:: What the task requires ::
Copy each line of the records below that has "snow" in it.

:: Source data ::
----

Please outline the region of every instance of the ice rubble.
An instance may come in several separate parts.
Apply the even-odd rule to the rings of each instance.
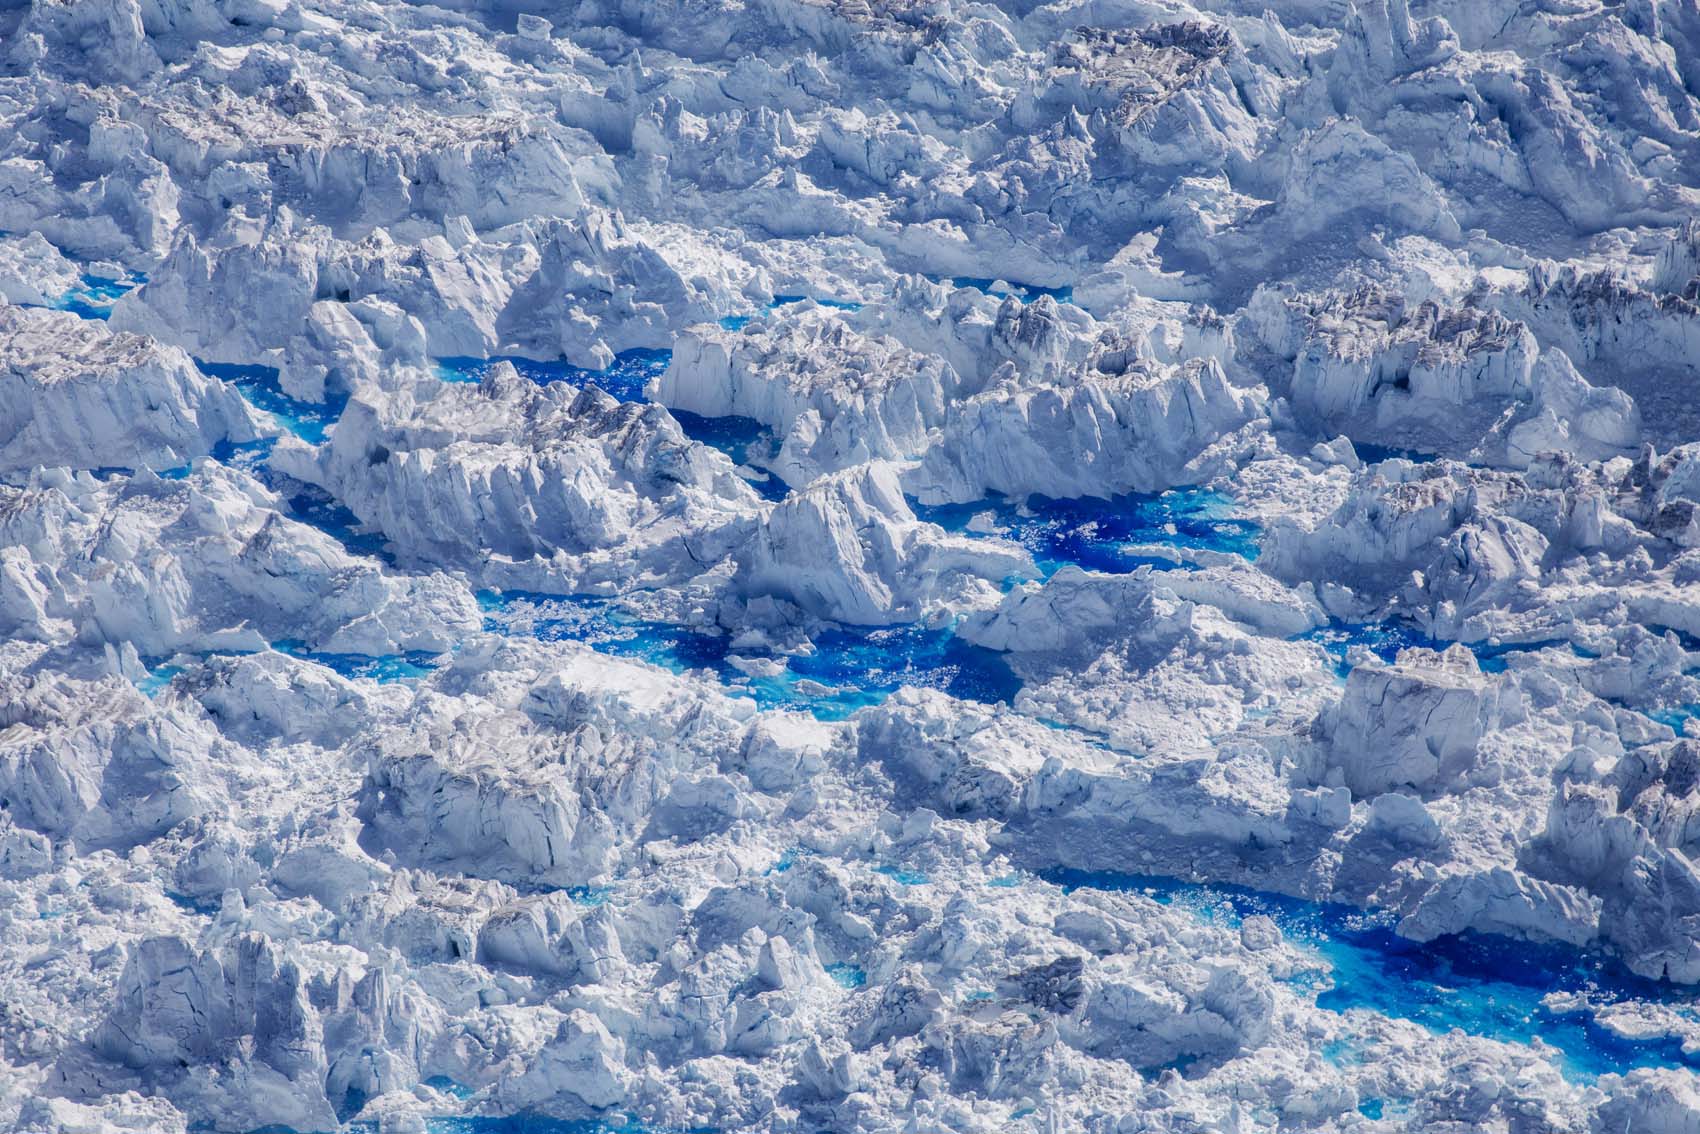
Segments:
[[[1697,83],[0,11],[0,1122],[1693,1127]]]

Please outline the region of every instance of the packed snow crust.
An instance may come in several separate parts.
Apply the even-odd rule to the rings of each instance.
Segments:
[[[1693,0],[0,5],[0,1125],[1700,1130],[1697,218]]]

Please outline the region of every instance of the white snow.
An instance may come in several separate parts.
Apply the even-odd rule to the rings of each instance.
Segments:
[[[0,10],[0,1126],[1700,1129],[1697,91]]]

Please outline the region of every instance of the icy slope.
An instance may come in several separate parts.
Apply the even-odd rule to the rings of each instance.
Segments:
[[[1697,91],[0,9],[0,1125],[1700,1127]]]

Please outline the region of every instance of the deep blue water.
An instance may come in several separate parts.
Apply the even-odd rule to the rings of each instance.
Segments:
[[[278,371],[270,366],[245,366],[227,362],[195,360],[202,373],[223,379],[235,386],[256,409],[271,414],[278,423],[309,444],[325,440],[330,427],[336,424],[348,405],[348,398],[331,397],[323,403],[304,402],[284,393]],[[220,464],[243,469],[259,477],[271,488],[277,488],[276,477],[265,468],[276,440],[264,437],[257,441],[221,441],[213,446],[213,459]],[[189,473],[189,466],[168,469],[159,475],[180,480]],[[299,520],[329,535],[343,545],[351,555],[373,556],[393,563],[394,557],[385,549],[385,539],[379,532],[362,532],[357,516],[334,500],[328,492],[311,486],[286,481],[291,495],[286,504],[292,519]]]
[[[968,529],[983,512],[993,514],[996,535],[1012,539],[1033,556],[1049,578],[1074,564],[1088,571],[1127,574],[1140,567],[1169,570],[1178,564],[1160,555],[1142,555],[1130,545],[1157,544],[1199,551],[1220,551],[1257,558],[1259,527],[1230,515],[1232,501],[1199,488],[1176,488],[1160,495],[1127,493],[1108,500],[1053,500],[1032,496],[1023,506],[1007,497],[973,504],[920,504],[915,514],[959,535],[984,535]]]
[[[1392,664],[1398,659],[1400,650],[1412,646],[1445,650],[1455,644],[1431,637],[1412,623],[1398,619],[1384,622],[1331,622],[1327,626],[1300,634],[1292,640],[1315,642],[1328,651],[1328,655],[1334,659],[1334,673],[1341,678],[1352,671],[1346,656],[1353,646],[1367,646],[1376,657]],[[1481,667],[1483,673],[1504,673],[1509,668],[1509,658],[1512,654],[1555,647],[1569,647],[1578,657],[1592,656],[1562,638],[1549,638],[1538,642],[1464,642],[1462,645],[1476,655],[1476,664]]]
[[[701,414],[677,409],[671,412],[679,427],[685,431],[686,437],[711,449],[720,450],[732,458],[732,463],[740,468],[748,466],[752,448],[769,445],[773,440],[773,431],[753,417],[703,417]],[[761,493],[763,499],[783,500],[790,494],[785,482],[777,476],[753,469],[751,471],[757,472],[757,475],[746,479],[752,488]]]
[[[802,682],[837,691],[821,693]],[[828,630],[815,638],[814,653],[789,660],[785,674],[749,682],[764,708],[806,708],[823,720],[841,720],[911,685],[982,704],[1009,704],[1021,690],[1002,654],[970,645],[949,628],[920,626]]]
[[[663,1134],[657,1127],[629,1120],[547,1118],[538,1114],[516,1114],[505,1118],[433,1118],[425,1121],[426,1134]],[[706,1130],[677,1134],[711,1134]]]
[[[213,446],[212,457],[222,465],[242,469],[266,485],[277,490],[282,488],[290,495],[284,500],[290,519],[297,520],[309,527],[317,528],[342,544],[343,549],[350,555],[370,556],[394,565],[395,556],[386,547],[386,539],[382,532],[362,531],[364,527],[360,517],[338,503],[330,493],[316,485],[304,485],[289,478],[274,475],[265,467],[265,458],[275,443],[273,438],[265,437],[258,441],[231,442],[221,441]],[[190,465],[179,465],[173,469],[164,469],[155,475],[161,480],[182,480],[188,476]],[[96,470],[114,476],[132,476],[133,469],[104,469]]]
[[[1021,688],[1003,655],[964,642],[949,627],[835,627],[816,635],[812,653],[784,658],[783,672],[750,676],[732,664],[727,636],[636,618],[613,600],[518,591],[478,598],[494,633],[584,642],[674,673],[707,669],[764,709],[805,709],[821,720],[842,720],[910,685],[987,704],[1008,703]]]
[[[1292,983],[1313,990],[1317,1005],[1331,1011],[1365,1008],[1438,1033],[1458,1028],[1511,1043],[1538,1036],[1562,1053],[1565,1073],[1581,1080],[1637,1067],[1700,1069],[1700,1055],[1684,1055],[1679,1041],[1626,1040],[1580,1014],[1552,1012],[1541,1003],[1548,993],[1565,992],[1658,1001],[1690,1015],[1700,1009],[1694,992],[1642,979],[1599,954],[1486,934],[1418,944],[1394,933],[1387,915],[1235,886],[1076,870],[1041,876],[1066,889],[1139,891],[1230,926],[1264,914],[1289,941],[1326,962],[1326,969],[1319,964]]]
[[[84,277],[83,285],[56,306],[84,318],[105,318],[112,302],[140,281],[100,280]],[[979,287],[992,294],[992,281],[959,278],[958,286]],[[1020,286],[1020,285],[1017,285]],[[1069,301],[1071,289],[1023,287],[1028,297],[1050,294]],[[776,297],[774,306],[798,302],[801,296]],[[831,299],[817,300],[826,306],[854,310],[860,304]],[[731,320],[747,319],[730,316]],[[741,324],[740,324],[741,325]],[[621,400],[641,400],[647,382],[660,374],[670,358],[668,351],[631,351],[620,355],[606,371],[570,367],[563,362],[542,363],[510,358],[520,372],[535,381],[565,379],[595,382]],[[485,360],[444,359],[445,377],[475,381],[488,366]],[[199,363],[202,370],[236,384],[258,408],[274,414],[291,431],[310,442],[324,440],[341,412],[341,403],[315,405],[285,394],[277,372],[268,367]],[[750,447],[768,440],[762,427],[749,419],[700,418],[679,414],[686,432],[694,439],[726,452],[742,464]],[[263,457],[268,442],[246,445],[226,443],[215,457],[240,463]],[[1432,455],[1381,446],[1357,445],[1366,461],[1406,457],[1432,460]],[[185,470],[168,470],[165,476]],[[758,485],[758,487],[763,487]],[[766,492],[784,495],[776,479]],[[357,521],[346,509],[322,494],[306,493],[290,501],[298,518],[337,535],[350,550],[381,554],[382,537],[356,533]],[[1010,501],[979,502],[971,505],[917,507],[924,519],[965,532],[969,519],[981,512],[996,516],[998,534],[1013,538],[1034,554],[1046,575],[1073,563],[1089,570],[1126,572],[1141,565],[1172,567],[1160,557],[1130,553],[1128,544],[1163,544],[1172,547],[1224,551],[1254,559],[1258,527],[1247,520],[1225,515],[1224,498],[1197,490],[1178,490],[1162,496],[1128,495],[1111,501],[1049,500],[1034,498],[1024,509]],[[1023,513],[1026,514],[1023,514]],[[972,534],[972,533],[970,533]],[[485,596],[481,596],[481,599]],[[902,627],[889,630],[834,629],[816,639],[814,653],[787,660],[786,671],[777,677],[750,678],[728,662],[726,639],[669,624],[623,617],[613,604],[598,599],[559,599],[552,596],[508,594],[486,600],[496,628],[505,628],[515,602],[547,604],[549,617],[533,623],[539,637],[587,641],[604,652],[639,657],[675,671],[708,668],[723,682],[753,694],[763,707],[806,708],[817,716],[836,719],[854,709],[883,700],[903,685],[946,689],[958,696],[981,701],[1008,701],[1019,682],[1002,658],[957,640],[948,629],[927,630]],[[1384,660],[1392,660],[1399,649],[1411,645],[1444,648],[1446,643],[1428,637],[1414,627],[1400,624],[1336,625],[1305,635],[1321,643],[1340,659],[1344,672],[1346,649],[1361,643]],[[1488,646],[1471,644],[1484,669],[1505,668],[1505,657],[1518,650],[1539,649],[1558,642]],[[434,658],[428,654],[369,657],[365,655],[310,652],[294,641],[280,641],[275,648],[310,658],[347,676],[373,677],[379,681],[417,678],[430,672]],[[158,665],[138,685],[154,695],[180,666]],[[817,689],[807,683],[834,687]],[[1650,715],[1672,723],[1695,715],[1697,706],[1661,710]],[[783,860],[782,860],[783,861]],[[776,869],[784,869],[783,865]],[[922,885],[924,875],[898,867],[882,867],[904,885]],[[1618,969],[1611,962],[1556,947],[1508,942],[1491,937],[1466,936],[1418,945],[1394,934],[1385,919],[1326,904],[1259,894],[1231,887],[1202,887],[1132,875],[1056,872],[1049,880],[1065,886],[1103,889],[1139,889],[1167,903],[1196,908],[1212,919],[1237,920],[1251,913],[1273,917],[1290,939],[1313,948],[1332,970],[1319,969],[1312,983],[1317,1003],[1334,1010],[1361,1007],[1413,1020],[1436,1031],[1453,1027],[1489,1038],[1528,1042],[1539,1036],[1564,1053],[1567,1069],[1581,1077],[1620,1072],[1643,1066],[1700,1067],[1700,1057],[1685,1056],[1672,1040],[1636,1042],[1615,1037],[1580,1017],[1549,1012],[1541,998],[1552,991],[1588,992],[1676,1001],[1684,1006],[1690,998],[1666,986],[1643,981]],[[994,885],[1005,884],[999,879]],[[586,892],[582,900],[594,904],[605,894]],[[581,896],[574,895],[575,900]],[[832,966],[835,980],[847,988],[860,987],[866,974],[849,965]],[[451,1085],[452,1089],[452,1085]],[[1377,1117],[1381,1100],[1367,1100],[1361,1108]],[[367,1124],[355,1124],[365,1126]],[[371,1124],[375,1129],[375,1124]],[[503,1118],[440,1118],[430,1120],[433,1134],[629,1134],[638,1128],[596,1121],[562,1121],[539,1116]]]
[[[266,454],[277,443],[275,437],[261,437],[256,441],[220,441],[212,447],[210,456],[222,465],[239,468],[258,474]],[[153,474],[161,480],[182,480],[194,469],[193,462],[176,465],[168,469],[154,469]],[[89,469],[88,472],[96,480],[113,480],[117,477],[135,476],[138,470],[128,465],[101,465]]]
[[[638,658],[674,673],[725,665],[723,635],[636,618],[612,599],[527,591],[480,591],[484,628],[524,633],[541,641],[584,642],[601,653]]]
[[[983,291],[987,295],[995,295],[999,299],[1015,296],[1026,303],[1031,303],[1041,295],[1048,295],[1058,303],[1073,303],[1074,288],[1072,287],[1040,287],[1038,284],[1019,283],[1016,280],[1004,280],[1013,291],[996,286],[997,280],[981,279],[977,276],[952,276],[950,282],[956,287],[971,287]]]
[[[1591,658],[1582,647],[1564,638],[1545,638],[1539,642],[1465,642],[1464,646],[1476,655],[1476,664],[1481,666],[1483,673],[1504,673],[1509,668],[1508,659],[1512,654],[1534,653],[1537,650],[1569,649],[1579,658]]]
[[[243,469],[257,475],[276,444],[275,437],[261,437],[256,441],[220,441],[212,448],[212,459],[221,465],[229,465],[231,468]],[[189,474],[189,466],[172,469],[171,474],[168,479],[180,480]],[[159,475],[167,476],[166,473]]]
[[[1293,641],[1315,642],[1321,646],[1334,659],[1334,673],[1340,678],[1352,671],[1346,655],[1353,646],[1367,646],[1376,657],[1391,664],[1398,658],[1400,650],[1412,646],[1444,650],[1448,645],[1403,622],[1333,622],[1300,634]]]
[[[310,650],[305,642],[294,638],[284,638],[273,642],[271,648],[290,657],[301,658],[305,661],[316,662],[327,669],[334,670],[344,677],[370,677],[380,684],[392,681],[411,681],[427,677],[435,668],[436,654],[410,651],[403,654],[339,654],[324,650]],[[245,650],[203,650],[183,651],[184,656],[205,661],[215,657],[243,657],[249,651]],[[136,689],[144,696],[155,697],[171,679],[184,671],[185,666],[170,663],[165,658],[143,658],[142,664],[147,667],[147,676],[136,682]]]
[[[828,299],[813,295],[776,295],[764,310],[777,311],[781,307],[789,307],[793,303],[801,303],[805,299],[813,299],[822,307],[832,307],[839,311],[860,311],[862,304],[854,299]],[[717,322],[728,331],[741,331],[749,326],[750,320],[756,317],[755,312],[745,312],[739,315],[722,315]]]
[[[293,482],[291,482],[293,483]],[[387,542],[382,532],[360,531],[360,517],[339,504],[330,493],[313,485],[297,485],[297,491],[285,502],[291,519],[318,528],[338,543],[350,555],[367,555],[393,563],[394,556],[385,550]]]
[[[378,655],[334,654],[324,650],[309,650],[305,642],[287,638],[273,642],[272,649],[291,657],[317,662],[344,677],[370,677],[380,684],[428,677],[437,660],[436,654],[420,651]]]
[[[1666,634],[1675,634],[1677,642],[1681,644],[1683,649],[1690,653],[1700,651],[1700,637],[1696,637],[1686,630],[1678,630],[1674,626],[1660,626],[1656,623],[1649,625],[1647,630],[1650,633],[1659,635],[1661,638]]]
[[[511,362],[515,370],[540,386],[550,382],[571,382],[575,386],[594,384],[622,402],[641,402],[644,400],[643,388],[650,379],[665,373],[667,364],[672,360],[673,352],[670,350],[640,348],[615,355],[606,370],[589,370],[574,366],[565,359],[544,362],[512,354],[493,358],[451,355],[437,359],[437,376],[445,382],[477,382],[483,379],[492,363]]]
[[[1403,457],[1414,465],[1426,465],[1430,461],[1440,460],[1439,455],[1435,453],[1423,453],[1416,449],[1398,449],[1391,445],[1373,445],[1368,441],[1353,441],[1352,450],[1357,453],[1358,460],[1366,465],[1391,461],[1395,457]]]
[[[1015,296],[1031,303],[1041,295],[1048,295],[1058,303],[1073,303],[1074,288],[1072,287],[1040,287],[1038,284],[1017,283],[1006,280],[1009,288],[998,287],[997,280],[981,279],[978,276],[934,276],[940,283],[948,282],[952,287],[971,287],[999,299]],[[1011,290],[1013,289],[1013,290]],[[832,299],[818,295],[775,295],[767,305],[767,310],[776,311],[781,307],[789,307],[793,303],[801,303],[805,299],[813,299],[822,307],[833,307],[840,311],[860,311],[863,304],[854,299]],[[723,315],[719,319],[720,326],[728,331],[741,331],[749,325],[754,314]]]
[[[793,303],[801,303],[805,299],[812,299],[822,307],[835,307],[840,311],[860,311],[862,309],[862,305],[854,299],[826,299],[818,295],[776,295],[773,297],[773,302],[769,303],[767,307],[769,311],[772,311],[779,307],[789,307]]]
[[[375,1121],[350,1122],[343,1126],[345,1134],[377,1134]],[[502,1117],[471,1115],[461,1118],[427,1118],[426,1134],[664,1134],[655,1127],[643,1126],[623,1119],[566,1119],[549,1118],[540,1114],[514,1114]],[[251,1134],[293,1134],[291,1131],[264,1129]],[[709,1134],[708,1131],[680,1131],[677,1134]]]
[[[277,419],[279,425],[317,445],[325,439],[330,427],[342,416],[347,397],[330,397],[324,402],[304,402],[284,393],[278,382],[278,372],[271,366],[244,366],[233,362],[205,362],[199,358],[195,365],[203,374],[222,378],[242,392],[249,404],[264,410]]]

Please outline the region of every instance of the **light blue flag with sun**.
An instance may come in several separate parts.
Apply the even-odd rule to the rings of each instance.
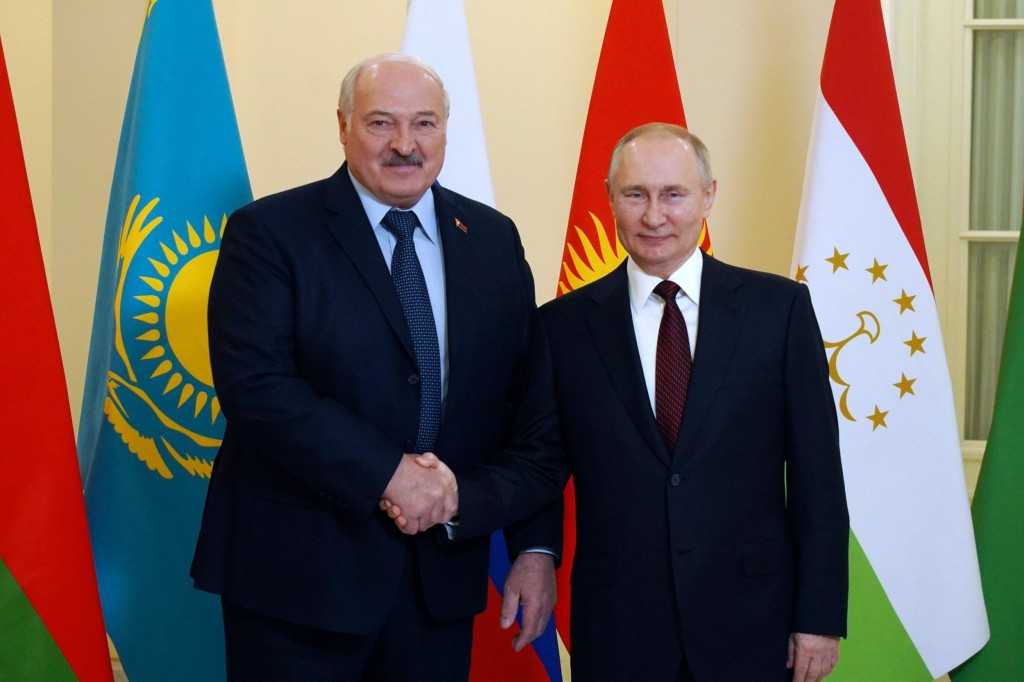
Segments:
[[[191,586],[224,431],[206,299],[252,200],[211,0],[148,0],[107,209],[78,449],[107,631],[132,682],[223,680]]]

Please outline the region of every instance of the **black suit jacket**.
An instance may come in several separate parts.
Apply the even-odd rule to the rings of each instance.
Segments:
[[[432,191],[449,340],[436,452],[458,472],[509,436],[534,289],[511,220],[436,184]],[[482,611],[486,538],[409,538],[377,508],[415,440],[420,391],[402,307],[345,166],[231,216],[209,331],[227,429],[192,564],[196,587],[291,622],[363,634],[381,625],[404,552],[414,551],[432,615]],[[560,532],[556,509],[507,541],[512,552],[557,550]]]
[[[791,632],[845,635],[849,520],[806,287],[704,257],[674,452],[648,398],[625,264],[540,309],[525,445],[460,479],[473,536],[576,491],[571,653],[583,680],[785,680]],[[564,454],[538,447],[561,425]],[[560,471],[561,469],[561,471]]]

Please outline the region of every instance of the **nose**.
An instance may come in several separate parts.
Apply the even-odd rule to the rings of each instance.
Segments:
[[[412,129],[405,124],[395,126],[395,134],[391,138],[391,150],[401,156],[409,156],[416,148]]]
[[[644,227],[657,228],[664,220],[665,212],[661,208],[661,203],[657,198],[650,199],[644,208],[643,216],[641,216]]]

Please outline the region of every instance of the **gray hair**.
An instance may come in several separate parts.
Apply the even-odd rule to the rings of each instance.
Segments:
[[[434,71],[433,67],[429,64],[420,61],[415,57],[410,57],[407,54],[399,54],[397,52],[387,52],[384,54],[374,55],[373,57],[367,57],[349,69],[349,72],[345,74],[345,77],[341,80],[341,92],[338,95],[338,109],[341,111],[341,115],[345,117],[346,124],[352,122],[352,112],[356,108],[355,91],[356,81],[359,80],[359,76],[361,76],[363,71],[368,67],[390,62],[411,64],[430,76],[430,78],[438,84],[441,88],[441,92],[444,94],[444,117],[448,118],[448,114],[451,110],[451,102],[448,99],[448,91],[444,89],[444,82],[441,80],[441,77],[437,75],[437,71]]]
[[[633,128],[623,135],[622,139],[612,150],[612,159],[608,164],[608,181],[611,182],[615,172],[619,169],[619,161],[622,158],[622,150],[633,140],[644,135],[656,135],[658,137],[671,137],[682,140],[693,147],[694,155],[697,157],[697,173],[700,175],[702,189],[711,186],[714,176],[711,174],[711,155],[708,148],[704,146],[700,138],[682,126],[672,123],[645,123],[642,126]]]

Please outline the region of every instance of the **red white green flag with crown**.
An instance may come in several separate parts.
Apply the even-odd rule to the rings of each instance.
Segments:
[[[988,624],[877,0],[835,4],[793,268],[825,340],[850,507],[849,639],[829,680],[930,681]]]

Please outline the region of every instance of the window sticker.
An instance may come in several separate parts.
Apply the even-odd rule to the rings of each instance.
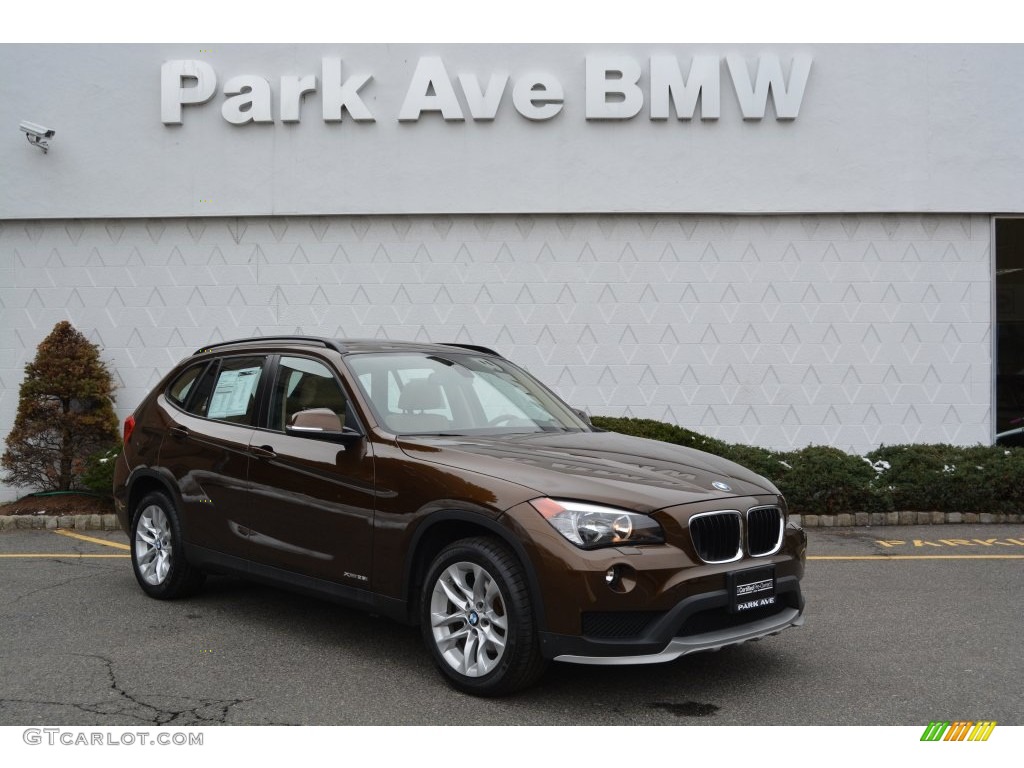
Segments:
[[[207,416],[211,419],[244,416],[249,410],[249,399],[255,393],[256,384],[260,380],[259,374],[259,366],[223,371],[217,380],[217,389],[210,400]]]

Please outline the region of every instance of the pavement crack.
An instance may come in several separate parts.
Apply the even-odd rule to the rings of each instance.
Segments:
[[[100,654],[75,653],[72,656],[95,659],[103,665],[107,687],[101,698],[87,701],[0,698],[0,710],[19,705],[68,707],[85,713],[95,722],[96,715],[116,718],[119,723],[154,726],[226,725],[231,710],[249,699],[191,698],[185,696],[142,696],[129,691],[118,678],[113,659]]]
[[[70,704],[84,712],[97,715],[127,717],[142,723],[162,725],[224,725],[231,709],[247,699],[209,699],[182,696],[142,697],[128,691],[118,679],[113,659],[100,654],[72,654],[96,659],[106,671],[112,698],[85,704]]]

----

:: Response to this exercise ::
Please outline the region of every instance of the packed snow crust.
Please outline the region of every instance of the white snow.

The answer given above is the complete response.